Prompt:
In the rows below, identify every line that contains the word "panel" and copy each one.

[Dataset rows]
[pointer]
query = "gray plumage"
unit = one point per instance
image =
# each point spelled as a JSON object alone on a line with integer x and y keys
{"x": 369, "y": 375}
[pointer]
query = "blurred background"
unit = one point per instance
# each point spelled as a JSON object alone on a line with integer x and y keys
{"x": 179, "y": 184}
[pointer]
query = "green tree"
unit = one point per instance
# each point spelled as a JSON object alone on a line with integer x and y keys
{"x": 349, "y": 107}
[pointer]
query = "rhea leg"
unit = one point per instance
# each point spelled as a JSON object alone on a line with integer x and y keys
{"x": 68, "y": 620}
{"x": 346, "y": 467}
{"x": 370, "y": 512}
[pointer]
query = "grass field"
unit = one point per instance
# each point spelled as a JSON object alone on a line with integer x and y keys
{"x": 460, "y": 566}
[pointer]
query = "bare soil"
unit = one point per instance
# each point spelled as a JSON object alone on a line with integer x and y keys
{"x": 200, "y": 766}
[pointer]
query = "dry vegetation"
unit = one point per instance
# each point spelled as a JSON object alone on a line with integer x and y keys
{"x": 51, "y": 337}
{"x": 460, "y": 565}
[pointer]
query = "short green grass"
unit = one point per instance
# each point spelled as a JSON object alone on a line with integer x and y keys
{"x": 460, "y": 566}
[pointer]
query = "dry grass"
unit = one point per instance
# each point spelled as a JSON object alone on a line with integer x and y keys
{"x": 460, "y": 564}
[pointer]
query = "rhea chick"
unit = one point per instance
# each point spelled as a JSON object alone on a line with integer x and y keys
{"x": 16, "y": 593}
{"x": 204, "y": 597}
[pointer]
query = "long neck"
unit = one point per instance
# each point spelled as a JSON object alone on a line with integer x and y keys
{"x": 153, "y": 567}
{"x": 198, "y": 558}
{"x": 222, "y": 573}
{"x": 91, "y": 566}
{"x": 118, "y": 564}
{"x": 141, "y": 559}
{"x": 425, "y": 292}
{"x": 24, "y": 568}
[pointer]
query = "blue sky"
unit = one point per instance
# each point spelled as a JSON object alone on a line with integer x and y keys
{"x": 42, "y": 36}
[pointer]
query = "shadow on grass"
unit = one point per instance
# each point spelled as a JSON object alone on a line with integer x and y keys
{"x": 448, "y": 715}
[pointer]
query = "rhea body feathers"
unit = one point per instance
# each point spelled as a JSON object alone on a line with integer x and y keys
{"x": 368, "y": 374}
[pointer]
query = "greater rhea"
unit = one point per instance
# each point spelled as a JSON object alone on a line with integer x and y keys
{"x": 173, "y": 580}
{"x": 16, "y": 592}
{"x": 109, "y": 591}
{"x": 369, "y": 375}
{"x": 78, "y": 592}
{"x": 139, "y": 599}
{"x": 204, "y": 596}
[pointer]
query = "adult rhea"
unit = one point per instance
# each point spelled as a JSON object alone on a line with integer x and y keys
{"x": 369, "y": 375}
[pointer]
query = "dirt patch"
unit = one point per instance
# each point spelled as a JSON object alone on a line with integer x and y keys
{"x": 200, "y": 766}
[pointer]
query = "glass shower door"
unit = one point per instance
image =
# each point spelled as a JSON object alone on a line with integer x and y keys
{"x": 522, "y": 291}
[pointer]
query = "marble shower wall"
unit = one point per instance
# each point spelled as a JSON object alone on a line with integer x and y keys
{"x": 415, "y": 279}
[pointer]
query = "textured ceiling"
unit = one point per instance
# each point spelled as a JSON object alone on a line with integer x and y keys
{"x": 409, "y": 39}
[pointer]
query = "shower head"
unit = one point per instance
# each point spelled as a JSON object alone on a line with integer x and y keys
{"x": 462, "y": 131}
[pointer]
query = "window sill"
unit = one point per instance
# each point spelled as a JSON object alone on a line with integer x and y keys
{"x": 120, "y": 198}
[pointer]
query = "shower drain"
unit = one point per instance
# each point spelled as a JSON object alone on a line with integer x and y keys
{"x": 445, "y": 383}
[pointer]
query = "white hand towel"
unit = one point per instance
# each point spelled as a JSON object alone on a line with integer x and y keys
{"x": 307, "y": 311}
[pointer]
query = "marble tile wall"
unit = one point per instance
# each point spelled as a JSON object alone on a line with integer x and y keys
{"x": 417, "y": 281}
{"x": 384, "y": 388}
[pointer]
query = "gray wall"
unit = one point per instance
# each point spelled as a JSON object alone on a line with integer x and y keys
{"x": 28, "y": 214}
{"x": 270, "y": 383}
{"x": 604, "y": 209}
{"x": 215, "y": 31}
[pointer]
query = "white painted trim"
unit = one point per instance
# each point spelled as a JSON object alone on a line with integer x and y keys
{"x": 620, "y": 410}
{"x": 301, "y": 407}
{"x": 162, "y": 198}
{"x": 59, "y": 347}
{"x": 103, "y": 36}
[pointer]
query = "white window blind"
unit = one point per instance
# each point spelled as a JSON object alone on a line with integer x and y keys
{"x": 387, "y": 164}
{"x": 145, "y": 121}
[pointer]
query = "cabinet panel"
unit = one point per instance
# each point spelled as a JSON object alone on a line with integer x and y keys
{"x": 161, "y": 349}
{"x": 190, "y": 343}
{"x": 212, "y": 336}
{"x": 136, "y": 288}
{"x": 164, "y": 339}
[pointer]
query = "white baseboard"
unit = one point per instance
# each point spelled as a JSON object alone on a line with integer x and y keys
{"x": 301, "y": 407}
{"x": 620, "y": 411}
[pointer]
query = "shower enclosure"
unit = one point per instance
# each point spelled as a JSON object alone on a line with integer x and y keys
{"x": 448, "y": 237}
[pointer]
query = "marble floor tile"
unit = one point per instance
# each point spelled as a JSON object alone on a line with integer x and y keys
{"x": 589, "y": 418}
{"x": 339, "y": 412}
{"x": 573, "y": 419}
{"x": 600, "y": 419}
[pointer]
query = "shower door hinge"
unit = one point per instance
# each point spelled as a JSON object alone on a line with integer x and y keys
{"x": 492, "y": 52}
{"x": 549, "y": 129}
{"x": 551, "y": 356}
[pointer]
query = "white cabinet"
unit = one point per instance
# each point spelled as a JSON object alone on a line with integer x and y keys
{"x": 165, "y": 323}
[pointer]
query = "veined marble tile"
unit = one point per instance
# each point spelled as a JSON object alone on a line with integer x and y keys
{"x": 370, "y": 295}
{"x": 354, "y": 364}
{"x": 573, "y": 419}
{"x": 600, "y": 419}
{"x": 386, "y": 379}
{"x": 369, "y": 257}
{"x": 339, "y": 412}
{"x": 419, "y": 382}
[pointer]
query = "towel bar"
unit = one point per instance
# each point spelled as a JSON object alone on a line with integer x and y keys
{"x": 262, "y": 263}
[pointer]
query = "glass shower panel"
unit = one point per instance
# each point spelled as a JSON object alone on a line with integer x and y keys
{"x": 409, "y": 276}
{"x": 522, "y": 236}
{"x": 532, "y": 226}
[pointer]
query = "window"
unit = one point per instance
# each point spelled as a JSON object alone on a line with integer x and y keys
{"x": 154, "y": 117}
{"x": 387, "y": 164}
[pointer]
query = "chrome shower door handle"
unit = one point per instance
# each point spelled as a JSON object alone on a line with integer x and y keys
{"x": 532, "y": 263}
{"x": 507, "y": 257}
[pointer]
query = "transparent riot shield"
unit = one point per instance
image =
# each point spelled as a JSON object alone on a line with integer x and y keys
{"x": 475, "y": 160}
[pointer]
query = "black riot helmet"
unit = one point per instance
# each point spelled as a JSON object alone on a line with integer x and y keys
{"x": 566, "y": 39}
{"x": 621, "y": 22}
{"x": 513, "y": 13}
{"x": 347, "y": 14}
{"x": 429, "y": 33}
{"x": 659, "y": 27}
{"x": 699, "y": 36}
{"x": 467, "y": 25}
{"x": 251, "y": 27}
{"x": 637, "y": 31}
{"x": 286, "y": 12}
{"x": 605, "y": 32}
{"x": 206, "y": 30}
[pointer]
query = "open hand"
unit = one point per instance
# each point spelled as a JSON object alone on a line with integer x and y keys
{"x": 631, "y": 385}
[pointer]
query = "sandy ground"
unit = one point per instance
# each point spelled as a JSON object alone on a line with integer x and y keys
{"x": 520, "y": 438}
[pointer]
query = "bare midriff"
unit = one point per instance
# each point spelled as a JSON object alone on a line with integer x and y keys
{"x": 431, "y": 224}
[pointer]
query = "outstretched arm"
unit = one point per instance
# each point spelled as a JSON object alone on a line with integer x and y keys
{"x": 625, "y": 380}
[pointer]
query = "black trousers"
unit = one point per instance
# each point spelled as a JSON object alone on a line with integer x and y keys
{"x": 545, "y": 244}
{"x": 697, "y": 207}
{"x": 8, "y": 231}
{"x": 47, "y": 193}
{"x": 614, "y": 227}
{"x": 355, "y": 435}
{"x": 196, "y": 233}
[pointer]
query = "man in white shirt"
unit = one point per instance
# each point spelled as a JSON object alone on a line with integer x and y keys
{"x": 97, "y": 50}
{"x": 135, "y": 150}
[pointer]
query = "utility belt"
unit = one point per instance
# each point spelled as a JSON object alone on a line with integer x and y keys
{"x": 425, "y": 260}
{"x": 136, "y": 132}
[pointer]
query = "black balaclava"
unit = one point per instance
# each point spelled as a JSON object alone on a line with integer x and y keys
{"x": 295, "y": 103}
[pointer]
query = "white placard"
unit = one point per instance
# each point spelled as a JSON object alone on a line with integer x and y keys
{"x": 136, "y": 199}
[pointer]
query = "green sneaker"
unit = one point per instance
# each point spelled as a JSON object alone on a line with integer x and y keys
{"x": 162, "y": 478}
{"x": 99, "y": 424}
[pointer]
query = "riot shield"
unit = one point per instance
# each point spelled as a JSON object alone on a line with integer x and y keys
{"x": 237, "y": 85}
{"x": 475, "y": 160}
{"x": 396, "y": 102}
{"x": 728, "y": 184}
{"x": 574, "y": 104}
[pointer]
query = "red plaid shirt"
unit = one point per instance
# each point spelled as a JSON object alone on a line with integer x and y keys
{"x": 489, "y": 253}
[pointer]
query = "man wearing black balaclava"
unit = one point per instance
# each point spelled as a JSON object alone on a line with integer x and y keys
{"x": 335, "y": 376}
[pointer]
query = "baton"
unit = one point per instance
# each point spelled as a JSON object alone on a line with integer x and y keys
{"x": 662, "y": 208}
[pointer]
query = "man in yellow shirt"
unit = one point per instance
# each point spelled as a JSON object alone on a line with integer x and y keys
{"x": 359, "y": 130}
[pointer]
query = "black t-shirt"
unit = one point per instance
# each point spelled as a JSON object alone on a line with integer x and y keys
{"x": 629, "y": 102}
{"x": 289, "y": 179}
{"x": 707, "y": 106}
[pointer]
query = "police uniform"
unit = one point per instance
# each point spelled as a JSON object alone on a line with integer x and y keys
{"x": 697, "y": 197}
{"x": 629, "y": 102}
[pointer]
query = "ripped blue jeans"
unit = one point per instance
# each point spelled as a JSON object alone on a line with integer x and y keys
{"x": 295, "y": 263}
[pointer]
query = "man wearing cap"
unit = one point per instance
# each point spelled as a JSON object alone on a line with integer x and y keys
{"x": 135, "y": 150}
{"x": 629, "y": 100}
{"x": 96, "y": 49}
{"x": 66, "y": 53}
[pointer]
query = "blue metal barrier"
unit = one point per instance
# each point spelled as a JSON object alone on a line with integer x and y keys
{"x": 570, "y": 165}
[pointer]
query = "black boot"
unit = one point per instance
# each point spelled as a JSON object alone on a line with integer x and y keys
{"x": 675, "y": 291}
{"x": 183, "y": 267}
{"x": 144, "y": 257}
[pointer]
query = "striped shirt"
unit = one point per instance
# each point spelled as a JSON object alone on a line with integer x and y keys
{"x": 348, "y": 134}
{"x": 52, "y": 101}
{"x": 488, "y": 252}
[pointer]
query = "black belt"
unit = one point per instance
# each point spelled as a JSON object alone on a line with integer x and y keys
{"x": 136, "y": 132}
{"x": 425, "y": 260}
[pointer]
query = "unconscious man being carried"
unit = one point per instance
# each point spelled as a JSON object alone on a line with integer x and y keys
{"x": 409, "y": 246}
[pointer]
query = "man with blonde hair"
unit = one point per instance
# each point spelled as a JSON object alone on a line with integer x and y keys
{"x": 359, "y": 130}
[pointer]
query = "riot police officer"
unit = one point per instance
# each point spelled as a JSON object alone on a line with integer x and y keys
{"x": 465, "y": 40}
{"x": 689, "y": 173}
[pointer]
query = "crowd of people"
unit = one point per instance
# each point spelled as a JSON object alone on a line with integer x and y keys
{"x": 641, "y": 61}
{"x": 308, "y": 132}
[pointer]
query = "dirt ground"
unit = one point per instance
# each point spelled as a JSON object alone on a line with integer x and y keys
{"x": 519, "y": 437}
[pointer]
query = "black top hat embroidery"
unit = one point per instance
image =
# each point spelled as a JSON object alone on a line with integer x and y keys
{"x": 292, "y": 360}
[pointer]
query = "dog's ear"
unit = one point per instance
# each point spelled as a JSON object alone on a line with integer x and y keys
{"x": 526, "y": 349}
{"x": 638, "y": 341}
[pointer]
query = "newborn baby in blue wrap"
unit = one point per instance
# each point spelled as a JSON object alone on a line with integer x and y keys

Response:
query = "cabinet panel"
query = "glass shower panel"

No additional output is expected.